Este mundo atual em que vivemos, tinha caído na feroz idolatria do dinheiro. E há uma política mundial, muito impregnada pelo protagonismo do dinheiro. Quem manda hoje é o dinheiro. Isso significa uma política mundial economicista, sem qualquer controle ético, um economicismo autossuficiente, e que vai arrumando os grupos sociais de acordo com essa conveniência. O que acontece então? Quando reina este mundo da feroz idolatria do dinheiro, se concentra muito no centro. E as pontas da sociedade, os extremos, são mal atendidos, não são cuidados e são descartados. Até agora, vimos claramente, como se descartam os idosos. Há toda uma filosofia para descartar os idosos. Não servem, não produzem. Os jovens também não produzem muito. É uma carga que precisa ser formada. O que estamos vendo agora é que a outra ponta, a dos jovens, está em vias de ser descartada. O alto percentual de desemprego entre os jovens da Europa é alarmante. Nós vemos um fenômeno de jovens descartados. Então para sustentar esse modelo político mundial, estamos descartando os extremos. Curiosamente os que são promessas para o futuro. Porque o futuro quem vai nos dar são os jovens que seguirão adiante e os idosos que precisam transferir sabedoria para os jovens. Descartando os dois, o mundo desaba. Hoje, há crianças que não tem o que comer no mundo. Crianças que morrem de fome, de desnutrição, basta ver fotografias de alguns lugares do mundo. Há doentes que não tem acesso a tratamento. Há homens e mulheres que são mendigos de rua e morrem de frio no inverno. Há crianças que não tem educação. Nada disso é notícia. Mas quando as bolsas de algumas capitais caem 3 ou 4 pontos, isso é tratado como uma grande catástrofe mundial. Compreende, esse é o drama desse humanismo desumano que estamos vivendo. Por isso é preciso recuperar os extremos, crianças e jovens. E não cair numa globalização da indiferença, em relação a esses dois extremos que são o futuro da população. Perdoe se me estendi e falei demais. Mas acho que com isso lhe passo o meu ponto de vista. O que está acontecendo com os jovens no Brasil, não sei. Mas não se deve manipulá-los e é preciso escutá-los, pois esse é um fenômeno mundial que vai muito além do Brasil.

* [INSTRUÇÃO A]: Diga se cada afirmação abaixo está de acordo com o trecho fornecido, respondendo sim ou não e citando literalmente as palavras do trecho que decidem a questão. (i) O desemprego entre os jovens da Europa é descrito como alarmante. (ii) A queda de alguns pontos nas bolsas é tratada como assunto de pouca importância. (iii) O trecho afirma saber o que está acontecendo com os jovens no Brasil.
* [INSTRUÇÃO B]: De acordo com o trecho fornecido, o que os idosos precisam transferir para os jovens?

* [CONTEÚDO DOS REGISTROS]:
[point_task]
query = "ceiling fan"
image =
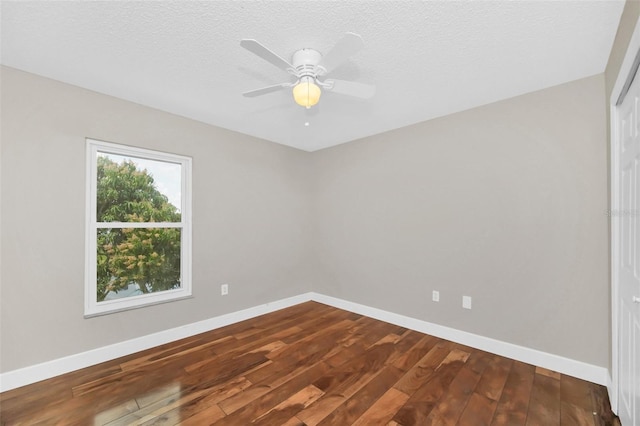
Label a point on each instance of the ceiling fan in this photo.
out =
(309, 67)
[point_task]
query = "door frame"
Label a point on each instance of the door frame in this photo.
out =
(629, 66)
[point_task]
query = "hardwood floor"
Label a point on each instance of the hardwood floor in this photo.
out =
(310, 364)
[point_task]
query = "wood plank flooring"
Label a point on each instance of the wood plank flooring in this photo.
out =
(310, 364)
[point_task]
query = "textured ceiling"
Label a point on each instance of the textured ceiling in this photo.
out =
(427, 59)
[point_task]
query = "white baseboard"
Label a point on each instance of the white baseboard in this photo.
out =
(46, 370)
(535, 357)
(35, 373)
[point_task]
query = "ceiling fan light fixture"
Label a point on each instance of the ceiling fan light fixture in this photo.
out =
(306, 93)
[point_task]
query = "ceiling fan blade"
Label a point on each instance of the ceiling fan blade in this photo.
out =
(346, 47)
(265, 90)
(254, 47)
(352, 88)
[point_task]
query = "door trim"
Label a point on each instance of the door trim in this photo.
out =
(624, 77)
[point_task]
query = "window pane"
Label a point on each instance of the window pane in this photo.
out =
(131, 189)
(136, 261)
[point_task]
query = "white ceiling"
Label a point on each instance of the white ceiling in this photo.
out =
(427, 58)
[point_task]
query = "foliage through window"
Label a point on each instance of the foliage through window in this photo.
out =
(138, 227)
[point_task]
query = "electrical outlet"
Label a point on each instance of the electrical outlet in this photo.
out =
(466, 302)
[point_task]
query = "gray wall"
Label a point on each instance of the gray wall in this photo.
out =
(249, 212)
(505, 203)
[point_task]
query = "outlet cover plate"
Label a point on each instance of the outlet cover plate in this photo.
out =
(466, 302)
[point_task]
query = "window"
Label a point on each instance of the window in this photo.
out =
(138, 227)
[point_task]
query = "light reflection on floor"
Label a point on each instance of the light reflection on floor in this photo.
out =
(136, 410)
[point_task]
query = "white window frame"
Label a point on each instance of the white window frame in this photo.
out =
(92, 306)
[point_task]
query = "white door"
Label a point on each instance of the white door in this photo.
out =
(625, 216)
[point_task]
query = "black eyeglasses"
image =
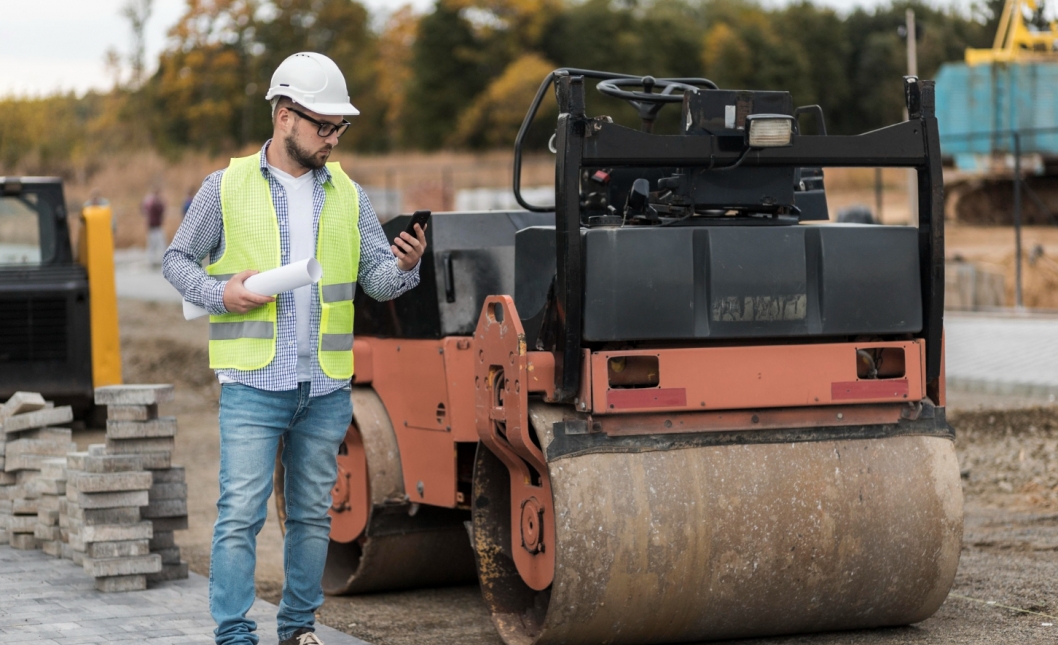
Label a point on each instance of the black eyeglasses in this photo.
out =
(326, 129)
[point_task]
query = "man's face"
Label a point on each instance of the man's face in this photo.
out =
(303, 141)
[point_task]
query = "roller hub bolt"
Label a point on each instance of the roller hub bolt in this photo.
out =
(532, 526)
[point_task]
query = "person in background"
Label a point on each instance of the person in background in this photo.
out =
(187, 203)
(153, 209)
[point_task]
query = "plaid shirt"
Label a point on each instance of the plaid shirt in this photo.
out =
(202, 233)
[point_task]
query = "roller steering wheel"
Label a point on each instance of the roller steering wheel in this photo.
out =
(648, 103)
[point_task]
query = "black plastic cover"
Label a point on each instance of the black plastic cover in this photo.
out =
(655, 283)
(469, 256)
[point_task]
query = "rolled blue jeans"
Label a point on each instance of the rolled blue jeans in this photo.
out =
(252, 422)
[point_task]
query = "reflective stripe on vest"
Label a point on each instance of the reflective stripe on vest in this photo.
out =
(231, 331)
(248, 342)
(336, 293)
(336, 343)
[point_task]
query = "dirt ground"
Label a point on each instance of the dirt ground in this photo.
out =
(1006, 590)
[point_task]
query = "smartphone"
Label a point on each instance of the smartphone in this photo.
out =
(420, 218)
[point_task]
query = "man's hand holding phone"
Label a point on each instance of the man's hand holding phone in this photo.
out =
(412, 242)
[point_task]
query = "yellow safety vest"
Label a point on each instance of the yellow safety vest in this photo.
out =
(247, 342)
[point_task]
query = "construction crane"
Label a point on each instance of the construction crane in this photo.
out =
(1015, 41)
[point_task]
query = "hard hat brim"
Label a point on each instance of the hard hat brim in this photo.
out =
(327, 109)
(332, 109)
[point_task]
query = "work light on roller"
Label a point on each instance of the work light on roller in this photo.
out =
(769, 130)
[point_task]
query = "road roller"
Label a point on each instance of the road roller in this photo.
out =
(677, 405)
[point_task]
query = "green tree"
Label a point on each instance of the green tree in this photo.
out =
(450, 69)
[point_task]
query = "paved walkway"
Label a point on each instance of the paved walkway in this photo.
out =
(1003, 354)
(46, 601)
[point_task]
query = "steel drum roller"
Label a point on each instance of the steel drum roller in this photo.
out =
(730, 541)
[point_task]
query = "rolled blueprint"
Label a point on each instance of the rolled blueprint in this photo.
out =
(272, 282)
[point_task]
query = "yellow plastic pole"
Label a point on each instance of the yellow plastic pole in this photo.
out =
(96, 254)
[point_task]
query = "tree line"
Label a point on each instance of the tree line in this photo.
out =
(462, 74)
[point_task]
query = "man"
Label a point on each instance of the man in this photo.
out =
(285, 363)
(153, 208)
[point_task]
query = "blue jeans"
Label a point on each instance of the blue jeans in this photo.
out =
(252, 421)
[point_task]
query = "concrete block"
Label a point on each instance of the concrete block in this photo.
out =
(21, 403)
(23, 507)
(172, 491)
(162, 539)
(164, 426)
(110, 533)
(54, 468)
(46, 533)
(169, 572)
(39, 447)
(109, 482)
(39, 419)
(103, 463)
(131, 412)
(134, 446)
(133, 394)
(50, 487)
(107, 500)
(151, 461)
(24, 541)
(42, 447)
(123, 566)
(169, 556)
(127, 548)
(47, 435)
(164, 508)
(15, 463)
(170, 475)
(21, 523)
(124, 515)
(170, 523)
(120, 584)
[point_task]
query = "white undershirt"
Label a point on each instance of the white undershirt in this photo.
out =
(302, 247)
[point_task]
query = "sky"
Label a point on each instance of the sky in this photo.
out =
(58, 45)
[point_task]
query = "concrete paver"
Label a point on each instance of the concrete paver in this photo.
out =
(46, 600)
(1002, 354)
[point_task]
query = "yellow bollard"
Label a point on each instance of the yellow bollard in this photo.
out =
(96, 254)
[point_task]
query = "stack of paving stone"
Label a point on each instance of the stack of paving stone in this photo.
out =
(51, 484)
(29, 442)
(106, 533)
(134, 428)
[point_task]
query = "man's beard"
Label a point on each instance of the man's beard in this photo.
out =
(303, 157)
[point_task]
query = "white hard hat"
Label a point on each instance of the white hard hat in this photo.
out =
(313, 80)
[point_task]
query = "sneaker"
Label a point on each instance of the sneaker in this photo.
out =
(304, 636)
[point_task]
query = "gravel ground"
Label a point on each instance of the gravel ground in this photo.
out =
(1005, 592)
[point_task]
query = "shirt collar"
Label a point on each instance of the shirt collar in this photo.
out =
(322, 174)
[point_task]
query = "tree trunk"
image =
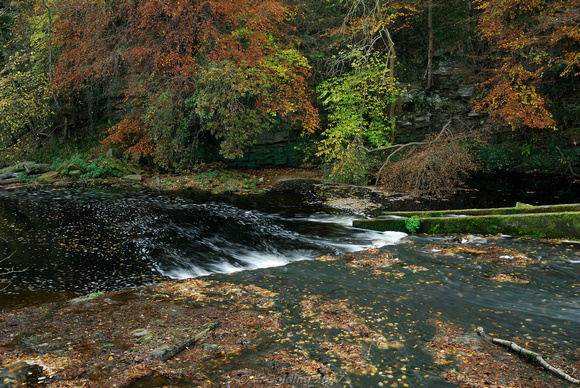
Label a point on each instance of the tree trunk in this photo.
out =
(430, 52)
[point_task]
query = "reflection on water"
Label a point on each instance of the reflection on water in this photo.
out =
(77, 241)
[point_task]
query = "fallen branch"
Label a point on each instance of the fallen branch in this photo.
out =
(529, 355)
(172, 353)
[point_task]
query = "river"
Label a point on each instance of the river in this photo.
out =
(70, 241)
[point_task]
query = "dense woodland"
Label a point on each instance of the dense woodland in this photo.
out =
(173, 84)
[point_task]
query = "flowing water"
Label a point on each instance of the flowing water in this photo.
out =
(66, 242)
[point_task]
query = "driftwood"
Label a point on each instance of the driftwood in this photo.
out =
(528, 354)
(174, 352)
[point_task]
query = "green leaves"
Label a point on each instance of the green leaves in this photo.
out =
(24, 107)
(358, 104)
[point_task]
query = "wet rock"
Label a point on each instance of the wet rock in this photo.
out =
(49, 177)
(21, 374)
(466, 91)
(210, 347)
(160, 351)
(140, 333)
(133, 178)
(86, 298)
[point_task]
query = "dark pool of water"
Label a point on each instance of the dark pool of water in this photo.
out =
(64, 242)
(77, 240)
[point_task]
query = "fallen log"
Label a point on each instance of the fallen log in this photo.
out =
(175, 351)
(528, 354)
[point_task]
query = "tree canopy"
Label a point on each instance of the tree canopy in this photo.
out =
(169, 80)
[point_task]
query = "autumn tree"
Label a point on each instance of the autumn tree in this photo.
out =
(535, 43)
(183, 70)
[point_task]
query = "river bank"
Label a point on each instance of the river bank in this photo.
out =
(401, 315)
(326, 322)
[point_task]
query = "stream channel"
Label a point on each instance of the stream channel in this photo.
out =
(77, 240)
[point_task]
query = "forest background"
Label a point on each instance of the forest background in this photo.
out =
(353, 86)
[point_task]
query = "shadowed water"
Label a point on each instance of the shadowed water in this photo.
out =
(70, 241)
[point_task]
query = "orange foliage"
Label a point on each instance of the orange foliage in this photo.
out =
(530, 38)
(143, 50)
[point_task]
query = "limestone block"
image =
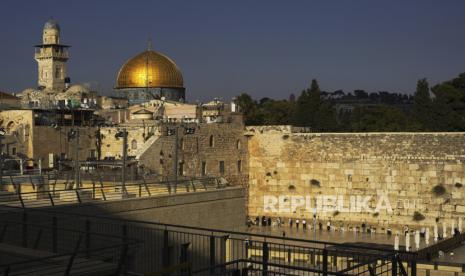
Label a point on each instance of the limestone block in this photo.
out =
(460, 208)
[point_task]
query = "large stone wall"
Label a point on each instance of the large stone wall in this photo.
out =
(405, 167)
(216, 209)
(229, 146)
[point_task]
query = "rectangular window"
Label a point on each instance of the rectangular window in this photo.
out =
(221, 167)
(181, 168)
(204, 168)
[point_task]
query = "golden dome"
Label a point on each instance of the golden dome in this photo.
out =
(149, 69)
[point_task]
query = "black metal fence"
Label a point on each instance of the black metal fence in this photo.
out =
(39, 244)
(183, 250)
(46, 191)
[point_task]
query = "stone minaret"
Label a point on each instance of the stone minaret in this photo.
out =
(51, 57)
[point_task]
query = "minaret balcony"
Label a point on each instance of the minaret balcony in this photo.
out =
(58, 55)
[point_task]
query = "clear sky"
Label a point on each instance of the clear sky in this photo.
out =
(265, 48)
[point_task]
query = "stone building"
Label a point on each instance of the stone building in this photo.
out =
(54, 89)
(43, 134)
(150, 75)
(8, 101)
(406, 169)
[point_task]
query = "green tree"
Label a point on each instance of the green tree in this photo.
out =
(422, 105)
(249, 109)
(313, 111)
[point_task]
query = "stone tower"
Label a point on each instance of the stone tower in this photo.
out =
(51, 57)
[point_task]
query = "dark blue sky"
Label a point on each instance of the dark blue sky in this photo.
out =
(266, 48)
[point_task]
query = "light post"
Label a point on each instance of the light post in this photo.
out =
(2, 135)
(74, 134)
(123, 134)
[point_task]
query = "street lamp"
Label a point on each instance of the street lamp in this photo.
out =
(123, 134)
(74, 134)
(2, 136)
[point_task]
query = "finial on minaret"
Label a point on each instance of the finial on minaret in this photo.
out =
(149, 44)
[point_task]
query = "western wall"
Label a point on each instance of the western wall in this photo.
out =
(420, 174)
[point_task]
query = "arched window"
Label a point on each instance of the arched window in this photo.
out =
(181, 143)
(134, 144)
(212, 141)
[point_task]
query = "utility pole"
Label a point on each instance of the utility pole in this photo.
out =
(123, 134)
(77, 169)
(176, 158)
(74, 134)
(2, 135)
(125, 153)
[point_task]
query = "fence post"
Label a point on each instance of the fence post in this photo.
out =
(394, 265)
(87, 238)
(166, 250)
(71, 259)
(265, 258)
(325, 262)
(212, 254)
(413, 265)
(24, 230)
(54, 234)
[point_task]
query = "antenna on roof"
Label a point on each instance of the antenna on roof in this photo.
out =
(149, 44)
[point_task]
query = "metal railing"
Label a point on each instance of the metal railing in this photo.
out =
(44, 244)
(195, 250)
(51, 192)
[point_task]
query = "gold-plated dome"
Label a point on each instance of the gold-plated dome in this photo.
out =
(149, 69)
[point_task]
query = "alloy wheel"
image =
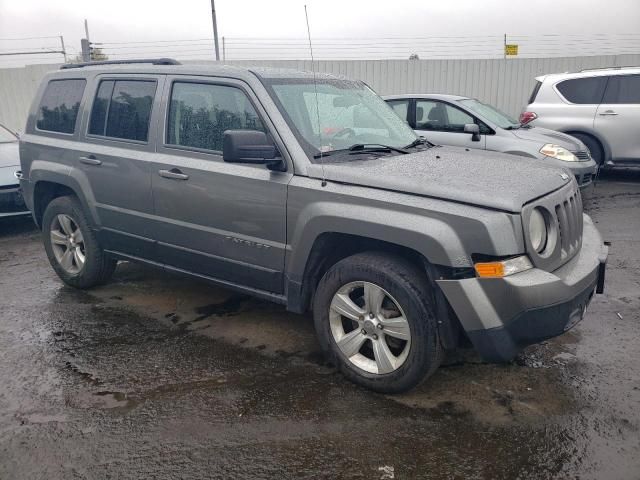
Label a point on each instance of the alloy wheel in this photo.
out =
(370, 327)
(67, 243)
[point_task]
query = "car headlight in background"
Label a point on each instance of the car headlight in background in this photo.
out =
(556, 151)
(538, 230)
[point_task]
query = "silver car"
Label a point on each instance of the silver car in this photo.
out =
(600, 107)
(11, 202)
(467, 122)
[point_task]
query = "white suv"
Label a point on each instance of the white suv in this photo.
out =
(600, 107)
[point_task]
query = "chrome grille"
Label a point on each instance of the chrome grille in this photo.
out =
(582, 155)
(569, 217)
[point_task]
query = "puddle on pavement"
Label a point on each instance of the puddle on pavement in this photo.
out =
(530, 390)
(103, 399)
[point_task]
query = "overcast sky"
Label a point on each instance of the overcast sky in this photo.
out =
(576, 22)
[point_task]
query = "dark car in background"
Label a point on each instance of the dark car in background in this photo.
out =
(467, 122)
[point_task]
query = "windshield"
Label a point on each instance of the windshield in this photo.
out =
(346, 113)
(490, 113)
(6, 135)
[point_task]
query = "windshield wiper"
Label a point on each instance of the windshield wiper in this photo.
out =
(373, 147)
(361, 148)
(419, 141)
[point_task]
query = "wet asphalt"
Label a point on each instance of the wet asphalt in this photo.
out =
(158, 376)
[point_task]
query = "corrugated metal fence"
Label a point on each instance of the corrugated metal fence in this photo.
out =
(503, 83)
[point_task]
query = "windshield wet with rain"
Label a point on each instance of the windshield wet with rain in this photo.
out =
(337, 114)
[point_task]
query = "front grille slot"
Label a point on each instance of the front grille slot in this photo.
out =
(569, 217)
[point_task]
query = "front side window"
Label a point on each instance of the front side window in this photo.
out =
(439, 116)
(623, 89)
(200, 113)
(401, 107)
(122, 109)
(59, 106)
(336, 114)
(586, 91)
(490, 113)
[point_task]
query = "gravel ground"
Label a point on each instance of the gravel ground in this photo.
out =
(157, 376)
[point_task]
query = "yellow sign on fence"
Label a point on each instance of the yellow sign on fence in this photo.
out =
(511, 50)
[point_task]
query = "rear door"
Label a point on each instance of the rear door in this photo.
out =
(443, 124)
(618, 117)
(118, 146)
(222, 220)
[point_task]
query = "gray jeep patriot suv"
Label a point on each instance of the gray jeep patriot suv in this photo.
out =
(308, 190)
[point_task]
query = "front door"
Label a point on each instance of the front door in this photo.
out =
(617, 118)
(222, 220)
(443, 124)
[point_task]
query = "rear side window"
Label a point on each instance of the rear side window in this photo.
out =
(623, 89)
(122, 109)
(200, 113)
(583, 90)
(401, 107)
(534, 94)
(59, 106)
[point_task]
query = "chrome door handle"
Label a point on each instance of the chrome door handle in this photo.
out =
(90, 160)
(173, 174)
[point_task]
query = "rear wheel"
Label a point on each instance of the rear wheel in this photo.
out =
(72, 248)
(375, 321)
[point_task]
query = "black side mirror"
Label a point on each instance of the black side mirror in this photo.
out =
(474, 130)
(248, 146)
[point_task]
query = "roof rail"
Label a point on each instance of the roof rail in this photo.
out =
(619, 67)
(152, 61)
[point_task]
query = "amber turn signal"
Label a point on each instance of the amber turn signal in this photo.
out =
(492, 269)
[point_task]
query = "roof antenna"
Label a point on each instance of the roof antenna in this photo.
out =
(315, 88)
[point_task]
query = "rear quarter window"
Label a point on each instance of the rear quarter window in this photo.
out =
(122, 109)
(59, 106)
(623, 89)
(535, 91)
(587, 91)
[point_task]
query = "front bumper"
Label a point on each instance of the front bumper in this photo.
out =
(503, 315)
(12, 202)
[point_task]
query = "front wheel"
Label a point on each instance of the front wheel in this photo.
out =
(374, 318)
(71, 245)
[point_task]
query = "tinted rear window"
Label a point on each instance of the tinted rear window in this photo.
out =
(59, 106)
(623, 89)
(583, 90)
(122, 109)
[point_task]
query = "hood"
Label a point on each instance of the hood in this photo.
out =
(477, 177)
(544, 135)
(9, 154)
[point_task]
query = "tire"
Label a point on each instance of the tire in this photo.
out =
(406, 293)
(594, 146)
(71, 245)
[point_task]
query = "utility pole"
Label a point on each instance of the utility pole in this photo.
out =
(87, 55)
(64, 51)
(86, 50)
(215, 28)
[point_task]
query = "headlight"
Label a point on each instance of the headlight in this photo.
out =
(538, 230)
(556, 151)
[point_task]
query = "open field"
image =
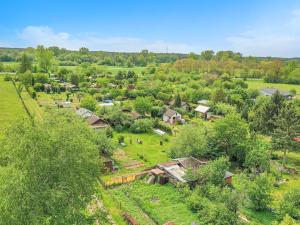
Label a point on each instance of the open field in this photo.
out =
(292, 182)
(154, 203)
(11, 106)
(259, 84)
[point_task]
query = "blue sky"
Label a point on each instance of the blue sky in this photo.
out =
(252, 27)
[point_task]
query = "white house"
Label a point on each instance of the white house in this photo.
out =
(203, 110)
(171, 116)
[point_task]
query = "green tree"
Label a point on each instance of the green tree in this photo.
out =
(48, 171)
(45, 58)
(25, 63)
(287, 125)
(231, 137)
(177, 102)
(143, 105)
(192, 141)
(258, 157)
(287, 220)
(290, 204)
(259, 192)
(214, 172)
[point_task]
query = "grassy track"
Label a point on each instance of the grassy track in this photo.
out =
(11, 106)
(162, 203)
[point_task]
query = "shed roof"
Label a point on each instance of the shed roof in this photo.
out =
(272, 91)
(202, 109)
(84, 113)
(170, 112)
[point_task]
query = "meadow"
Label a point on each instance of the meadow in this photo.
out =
(154, 203)
(11, 107)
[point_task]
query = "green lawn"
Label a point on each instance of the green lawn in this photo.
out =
(259, 84)
(34, 109)
(150, 152)
(11, 106)
(154, 202)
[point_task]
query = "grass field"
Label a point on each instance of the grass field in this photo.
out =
(11, 106)
(149, 153)
(259, 84)
(154, 203)
(34, 109)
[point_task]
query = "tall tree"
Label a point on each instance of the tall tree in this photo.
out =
(45, 58)
(48, 171)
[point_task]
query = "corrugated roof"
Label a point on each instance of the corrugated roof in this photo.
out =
(202, 109)
(170, 112)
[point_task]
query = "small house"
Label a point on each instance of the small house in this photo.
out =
(47, 87)
(203, 111)
(84, 113)
(171, 116)
(96, 122)
(203, 102)
(64, 104)
(175, 171)
(272, 91)
(184, 105)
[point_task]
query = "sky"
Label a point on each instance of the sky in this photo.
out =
(252, 27)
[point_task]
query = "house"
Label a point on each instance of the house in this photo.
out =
(175, 170)
(106, 104)
(203, 102)
(171, 116)
(96, 122)
(203, 111)
(272, 91)
(47, 87)
(135, 115)
(184, 105)
(84, 113)
(64, 104)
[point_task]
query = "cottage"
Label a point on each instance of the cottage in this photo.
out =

* [RESULTADO DA TAREFA A]:
(i) Sim: "O alto percentual de desemprego entre os jovens da Europa é alarmante."
(ii) Não: "Mas quando as bolsas de algumas capitais caem 3 ou 4 pontos, isso é tratado como uma grande catástrofe mundial."
(iii) Não: "O que está acontecendo com os jovens no Brasil, não sei."

* [RESULTADO DA TAREFA B]: Sabedoria.